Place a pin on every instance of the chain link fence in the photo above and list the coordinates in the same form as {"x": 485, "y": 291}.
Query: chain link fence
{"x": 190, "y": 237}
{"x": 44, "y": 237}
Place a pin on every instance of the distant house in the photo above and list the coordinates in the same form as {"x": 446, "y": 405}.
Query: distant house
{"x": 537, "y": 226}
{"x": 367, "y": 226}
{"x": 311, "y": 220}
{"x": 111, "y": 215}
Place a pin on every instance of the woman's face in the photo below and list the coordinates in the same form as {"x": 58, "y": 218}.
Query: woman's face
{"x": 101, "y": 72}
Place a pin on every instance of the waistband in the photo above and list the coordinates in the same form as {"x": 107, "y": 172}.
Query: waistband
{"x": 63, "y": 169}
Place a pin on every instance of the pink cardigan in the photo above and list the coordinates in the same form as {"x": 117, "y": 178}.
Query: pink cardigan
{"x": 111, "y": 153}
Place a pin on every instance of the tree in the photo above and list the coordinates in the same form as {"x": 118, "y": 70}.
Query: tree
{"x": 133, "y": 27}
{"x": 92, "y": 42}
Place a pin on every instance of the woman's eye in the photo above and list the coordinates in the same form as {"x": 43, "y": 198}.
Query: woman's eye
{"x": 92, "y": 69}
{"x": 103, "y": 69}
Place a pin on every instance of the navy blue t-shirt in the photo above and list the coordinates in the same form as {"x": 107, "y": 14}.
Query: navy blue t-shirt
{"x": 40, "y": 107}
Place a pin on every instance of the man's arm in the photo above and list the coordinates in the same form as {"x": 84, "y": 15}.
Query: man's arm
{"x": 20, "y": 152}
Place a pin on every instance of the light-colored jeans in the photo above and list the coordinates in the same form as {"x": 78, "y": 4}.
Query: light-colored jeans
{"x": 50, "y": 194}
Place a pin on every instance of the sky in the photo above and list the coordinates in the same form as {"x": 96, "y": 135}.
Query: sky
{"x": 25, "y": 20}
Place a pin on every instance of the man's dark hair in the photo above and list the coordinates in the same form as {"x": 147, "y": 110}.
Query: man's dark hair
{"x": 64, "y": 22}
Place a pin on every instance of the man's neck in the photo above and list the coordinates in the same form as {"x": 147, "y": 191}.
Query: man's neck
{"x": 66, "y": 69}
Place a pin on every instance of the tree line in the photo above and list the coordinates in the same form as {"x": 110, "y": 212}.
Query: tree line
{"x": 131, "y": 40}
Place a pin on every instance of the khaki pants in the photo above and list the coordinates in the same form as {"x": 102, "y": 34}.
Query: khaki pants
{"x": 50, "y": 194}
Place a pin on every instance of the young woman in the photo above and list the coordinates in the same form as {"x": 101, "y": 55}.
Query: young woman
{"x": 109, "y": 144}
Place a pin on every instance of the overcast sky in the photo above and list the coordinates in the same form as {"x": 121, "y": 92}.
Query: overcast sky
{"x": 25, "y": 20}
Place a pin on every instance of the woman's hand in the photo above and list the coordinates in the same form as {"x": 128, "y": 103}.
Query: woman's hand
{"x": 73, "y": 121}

==================================================

**Exercise details:** Can you rewrite the listing from the line holding "Place a pin on every instance of the young" through the end of the listing, inclusive, keeping the requests, and scale every pin coordinate in the answers by 2.55, rounding each to the nearest whole number with halves going up? Leave the numbers in the requests and their format samples unchanged.

**In response:**
Place a pin on every instance of the young woman in the photo above and list the coordinates in the same form as {"x": 101, "y": 55}.
Query: young woman
{"x": 278, "y": 367}
Place a pin on every instance of the overcast sky in the photo above and list the coordinates in the same form as {"x": 121, "y": 92}.
Query: overcast sky
{"x": 64, "y": 51}
Place a pin on every instance of the woman's hand in the photo above and list the coordinates in the same form as {"x": 128, "y": 103}.
Query: woman's hand
{"x": 186, "y": 309}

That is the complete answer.